- Directions -
[A] Return the stretch of the Snowflake string thread from "Snowflake convert string" through "---CAST(NVL(X.ID_2,'') AS VARCHAR(50))", copied word for word.
[B] In the Snowflake string thread, what does JayRizzo name as the culprit?

- Page excerpt -

CODEWITHSUNDEEP
snowflake-cloud-data-platform
Rahul
Rahul

Reputation: 23

Snowflake convert string into output

select ' \''||
CAST(NVL(X.TYPE,'') AS VARCHAR(50))||'\
 \''||CAST(NVL(X.ID_1,'') AS VARCHAR(50))||'\
- \''||
---CAST(NVL(X.ID_2,'') AS VARCHAR(50))
CASE WHEN X.ID_2 IS NOT NULL
THEN X.ID_2
WHEN X.ID_2 IS NULL
THEN 'NULL' END
||'\  '

from 
( select ....)

select query returns value for three columns.

Above code gives o/p as 'R'32 - 'NULL

Expected is 'R 32 - NULL'

Can someone help

Upvotes: 2

Views: 230

Answers (2)

JayRizzo
JayRizzo

Reputation: 3616

@Rahul, I believe you are looking for something like this? The escaped apostrophes were the culprit from Lukasz's answer.

[Items from a labeling collection]
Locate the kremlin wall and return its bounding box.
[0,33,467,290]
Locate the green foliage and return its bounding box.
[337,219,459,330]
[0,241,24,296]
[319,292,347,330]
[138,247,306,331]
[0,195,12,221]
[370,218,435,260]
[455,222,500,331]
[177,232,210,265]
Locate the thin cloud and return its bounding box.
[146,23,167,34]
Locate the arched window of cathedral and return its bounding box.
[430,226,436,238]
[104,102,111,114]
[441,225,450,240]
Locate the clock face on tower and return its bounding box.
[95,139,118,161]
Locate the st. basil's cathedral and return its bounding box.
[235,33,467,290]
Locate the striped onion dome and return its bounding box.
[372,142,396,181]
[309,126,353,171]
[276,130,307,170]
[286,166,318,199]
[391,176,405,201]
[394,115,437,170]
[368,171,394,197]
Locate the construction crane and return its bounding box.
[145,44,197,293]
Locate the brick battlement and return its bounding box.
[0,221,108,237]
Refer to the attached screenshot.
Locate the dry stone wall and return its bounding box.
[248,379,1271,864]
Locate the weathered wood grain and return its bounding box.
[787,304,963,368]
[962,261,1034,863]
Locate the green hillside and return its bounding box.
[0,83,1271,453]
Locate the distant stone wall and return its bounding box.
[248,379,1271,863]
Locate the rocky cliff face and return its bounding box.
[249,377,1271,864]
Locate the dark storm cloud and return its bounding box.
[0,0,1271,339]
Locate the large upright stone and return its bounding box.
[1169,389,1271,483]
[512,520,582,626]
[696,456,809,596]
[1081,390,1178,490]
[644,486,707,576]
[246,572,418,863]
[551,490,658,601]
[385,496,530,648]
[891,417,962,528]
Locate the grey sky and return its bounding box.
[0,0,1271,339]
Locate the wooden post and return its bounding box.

- Results in order -
[A]
Snowflake convert string into output

select ' \''||
CAST(NVL(X.TYPE,'') AS VARCHAR(50))||'\
 \''||CAST(NVL(X.ID_1,'') AS VARCHAR(50))||'\
- \''||
---CAST(NVL(X.ID_2,'') AS VARCHAR(50))

[B] The escaped apostrophes.